- TASK OBJECTIVE: Give the Splatoon painting post again from "I was watching" up to and including "a bit expensive).", changing "weapons" to "guns".

- SELECTED PASSAGE:
How do they do the painting in Splatoon?

I was watching my younger son play Splatoon yesterday, and it’s got me thinking. First, about what an amazingly good game design it is (but that’d be a topic for the Game Design forum). And second…

How do they do that?!

In case you’ve been living in a cave, Splatoon is a Nintendo third-person shooter where, instead of ordinary weapons, all your weapons distribute paint in various ways. One team is one color, the other team is a different color.

This paint (or “ink” in Splatoon parlance) splatters very satisfyingly, and also wraps neatly around corners and edges.

So I woke up wondering to myself how I would tackle something like that. Things I know how to do:

  • Cast a ray onto a mesh and get the UV coordinates (as well as the 3D coordinates) of the point hit.
  • Copy a source texture into a target Texture2D (though this is a bit expensive).

But those edges and corners are the tricky part. If I had to do it this moment, I guess I would cast a pair of rays at each of 4 points around the center of the splat, and from the point hit, calculate where (in UV space) the center and scale of the splat would be. For example, I cast a ray 1 unit above and right of the aim point, and another ray 0.9 units above and right, and from the two UV points hit, extrapolate 10 times further to get where the center would be. Then I copy in my splat texture, and repeat for the other three corners, only skipping repainting if they work out to the same center.

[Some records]
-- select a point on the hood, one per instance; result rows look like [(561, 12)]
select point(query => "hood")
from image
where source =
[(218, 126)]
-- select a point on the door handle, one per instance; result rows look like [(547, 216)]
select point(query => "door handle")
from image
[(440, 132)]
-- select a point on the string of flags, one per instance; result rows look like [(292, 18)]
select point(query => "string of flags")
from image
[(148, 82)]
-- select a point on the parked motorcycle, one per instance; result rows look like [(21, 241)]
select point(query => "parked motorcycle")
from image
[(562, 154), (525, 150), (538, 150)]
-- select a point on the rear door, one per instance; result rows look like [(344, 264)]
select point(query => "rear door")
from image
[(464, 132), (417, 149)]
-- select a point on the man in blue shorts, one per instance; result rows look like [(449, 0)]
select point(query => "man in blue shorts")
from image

- ANSWER TO THIS EXERCISE:
I was watching my younger son play Splatoon yesterday, and it’s got me thinking. First, about what an amazingly good game design it is (but that’d be a topic for the Game Design forum). And second…

How do they do that?!

In case you’ve been living in a cave, Splatoon is a Nintendo third-person shooter where, instead of ordinary guns, all your guns distribute paint in various ways. One team is one color, the other team is a different color.

This paint (or “ink” in Splatoon parlance) splatters very satisfyingly, and also wraps neatly around corners and edges.

So I woke up wondering to myself how I would tackle something like that. Things I know how to do:

  • Cast a ray onto a mesh and get the UV coordinates (as well as the 3D coordinates) of the point hit.
  • Copy a source texture into a target Texture2D (though this is a bit expensive).